**SUPPLIED TEXT**.
++++

# 10 Epic Veggie Burgers to Throw on the Grill



## Iceman (Jan 4, 2011)

Veggie burgers are a fun dish to cook and serve in vegan cuisine because there is so much creativity one can put into constructing the perfect burger. Making veggie burger mixes is an easy, try-as-you-go way to add a bunch of good-for-you ingredients, like beans, whole grains, and vegetables, in a patty and make it taste like whatever you want. Grilling the patties marries all the flavors and makes an amazing summer lunch. Throw these 10 epic veggie burgers on the grill now.

_None of the following recipes or the pics with them are original to me._
​_By-the-way ... these are ALL vegan._


----------



## Iceman (Jan 4, 2011)

_Quinoa Veggie Burger_









*INGREDIENTS*

1 1/2 cup quinoa, rinsed
2 cups vegetable stock
1/2 cup tomato sauce
2 leaves kale, chopped fine
1 tbsp fresh thyme, chopped
1 tbsp fresh oregano, chopped
1 tbsp tomato paste
1/2 cup shitake mushrooms (chopped fine)
1/2 cup cremini mushrooms (chopped fine)

++++

Could you carry on the veggie burger thread above from the point where it stops?

**PROVIDED MATERIAL**.
++++

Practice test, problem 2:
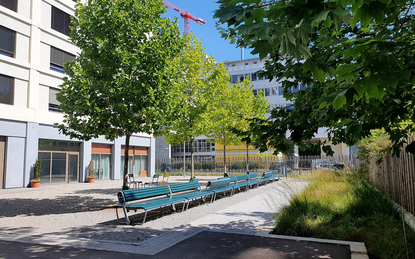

++++

**EXPECTED ANSWER**.
2 tbsp olive oil
Salt and pepper to taste
*PREPARATION*

Place the quinoa, vegetable stock, tomato sauce, kale, thyme and oregano in a pot on the stove. Heat on high until boiling, reduce the heat to low, cover and simmer for 20 minutes or until the liquid is absorbed.
Remove from the heat, stir in the tomato paste, mushrooms and season with salt and pepper. Set aside until cool enough to handle.
Form the quinoa mixture into patties. I got six nice size patties, you can make them whatever size you like but do not make them too thick.
In a skillet heat the oil over high to medium high heat. Add the patties and fry on each side for a few minutes until nicely seared and heated through. Alternatively you could bake these in the oven on a lightly greased baking pan for about 20 minutes at 350, flipping the burgers halfway through.
_Thank You: Lee Khatchadourian-Reese _​


----------



## Iceman (Jan 4, 2011)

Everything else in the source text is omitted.